The Best Sound and Fury: The Case for Reparations

Has it really been over a month since I last posted? Well, I’m happy to report that I’ve passed all my classes and passed all my comprehensive exams, so no more coursework or tests in my extended education. All I have left is a dissertation proposal and then the dissertation itself. Not to mention also becoming a father and major role model sometime in last August!

Anyway, I’m resurrecting this blog (again) not so much to say anything new or novel, but instead to encourage people to go over to The Atlantic and read “The Case for Reparations” by the very talented essayist Ta-Nehisi Coates. It’s a long read with ten chapters, and it’s not so much about an economic argument for reparations for African-Americans as it is an honest and thorough analysis of the many injustices facing the African-American community in the United States. This isn’t about statistical models, wonkish graph parties or anything like that, but a hard historical look at the institutional racism, discrimination and abuse a large segment of our national population has had to endure for generations — and the collective amnesia we so regularly take part to ignore it. It isn’t easy information to process, but it’s important for people to read it and to acknowledge that when we put the Founding Fathers on a pedastal or wax romantic about the past, we’re picking and choosing our history and failing to realize — much less take responsibility for — the fact the U.S. was built on and remains mired in racism.
☆ ☆ ☆ ☆ ☆
Problems to work on –
[A] According to the blog post about "The Case for Reparations," why is it important for people to read the essay even though it isn't easy to process? Answer in one to three sentences.
[B] Pick up the blog post about "The Case for Reparations" after its final sentence and write one more paragraph in the same voice.

Data excerpts –
☆ ☆ ☆ ☆ ☆
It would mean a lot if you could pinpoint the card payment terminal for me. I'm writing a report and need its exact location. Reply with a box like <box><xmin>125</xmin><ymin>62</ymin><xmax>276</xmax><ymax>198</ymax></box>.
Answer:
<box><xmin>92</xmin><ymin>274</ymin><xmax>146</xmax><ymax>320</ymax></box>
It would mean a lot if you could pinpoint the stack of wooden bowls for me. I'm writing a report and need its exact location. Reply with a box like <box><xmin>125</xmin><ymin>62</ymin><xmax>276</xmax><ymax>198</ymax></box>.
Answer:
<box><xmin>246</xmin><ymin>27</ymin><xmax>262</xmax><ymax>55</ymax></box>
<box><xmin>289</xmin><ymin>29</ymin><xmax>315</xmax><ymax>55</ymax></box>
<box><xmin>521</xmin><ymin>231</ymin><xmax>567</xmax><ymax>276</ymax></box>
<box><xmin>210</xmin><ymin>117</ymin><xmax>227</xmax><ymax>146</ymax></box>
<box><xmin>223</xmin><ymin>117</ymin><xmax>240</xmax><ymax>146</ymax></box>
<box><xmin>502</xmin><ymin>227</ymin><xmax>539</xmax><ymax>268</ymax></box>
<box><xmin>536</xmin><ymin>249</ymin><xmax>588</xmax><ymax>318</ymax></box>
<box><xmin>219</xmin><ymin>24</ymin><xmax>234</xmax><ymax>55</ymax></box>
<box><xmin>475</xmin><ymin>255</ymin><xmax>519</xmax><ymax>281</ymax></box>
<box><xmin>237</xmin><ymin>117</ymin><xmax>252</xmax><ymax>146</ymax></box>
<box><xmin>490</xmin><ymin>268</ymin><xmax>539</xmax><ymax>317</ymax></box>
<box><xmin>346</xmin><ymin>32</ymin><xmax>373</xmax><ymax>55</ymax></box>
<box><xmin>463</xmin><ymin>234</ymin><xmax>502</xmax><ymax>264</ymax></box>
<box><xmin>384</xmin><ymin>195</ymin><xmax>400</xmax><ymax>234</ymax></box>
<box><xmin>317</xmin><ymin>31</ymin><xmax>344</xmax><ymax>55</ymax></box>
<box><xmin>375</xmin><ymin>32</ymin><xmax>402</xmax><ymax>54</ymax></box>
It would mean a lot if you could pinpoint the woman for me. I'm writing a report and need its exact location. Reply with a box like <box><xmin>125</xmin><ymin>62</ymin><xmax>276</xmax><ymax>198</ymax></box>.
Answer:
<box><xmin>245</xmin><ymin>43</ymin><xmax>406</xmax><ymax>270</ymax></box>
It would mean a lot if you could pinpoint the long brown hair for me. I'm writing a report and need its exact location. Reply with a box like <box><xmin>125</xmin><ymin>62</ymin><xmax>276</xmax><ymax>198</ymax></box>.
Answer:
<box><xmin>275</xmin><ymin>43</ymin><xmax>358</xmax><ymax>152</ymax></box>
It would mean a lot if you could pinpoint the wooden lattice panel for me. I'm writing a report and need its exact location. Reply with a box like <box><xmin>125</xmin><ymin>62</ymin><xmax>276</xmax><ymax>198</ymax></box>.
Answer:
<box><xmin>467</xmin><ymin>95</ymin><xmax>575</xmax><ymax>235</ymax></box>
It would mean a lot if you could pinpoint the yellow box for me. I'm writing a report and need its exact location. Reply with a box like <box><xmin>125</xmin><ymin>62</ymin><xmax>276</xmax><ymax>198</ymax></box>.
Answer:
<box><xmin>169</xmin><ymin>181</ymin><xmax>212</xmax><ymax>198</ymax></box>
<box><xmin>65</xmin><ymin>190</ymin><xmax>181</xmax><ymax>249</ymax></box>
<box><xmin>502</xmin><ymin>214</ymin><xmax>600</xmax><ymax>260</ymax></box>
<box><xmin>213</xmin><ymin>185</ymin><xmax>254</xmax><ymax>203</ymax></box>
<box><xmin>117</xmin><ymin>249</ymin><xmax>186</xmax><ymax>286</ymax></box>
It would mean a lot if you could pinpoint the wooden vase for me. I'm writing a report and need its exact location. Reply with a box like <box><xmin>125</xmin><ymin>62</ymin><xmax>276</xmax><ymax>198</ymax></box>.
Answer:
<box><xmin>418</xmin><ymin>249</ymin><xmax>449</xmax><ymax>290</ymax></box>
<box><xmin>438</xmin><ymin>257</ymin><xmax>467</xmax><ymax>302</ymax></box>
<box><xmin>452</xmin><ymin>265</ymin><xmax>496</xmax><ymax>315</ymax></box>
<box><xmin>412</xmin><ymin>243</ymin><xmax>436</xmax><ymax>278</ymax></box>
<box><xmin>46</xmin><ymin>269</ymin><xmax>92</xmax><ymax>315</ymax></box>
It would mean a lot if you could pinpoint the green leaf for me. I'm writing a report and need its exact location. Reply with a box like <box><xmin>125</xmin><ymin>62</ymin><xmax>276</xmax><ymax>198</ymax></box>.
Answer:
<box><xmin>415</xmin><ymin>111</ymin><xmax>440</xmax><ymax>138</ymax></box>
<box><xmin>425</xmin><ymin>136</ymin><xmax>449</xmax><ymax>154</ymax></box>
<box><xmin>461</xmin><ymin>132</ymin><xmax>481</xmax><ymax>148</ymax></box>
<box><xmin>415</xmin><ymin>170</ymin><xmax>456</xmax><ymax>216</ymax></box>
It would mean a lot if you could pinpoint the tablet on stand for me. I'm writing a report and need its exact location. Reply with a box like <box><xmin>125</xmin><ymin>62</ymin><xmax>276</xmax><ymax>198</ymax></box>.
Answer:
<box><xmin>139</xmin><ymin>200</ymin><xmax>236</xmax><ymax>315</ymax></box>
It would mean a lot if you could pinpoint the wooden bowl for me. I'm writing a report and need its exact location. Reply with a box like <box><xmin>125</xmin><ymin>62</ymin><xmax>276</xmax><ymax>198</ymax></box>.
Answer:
☆ ☆ ☆ ☆ ☆
Set of answers –
[A] Reading it helps people recognize that putting the Founding Fathers on a pedestal or romanticizing the past means picking and choosing history. That selective view fails to recognize, much less take responsibility for, the fact that the U.S. was built on racism and remains mired in it.

[B]
It’s important for me to have written the above because lately I’ve been very down on blogging and promoting anything that might be considered a “thinkpiece.” I’ll probably never write anything as important or as meaningful as Coates’ essay, but even if I did, it would be hard for me to believe that, other than resounding in a like-minded echo chamber, such a piece would have any affect at all. Many people have already dismissed Coates’ essay without reading it; they read the title and perhaps the byline and reject it out of hand as “playing the race card” or “divisive politics” or whatever. People who care about social justice will share the article on their Twitter feeds or on Facebook, but will we really inch at all closer to addressing any of the many problems Coates outlines in his essay? It may be a great intellectual achievement and an eloquent exposition on slavery, bigotry and unaccountability when it comes to race relations in the United States, but as pleasant a sound is or as powerful a fury is, what do they amount to if they do not influence the popular consciousness or inform policy?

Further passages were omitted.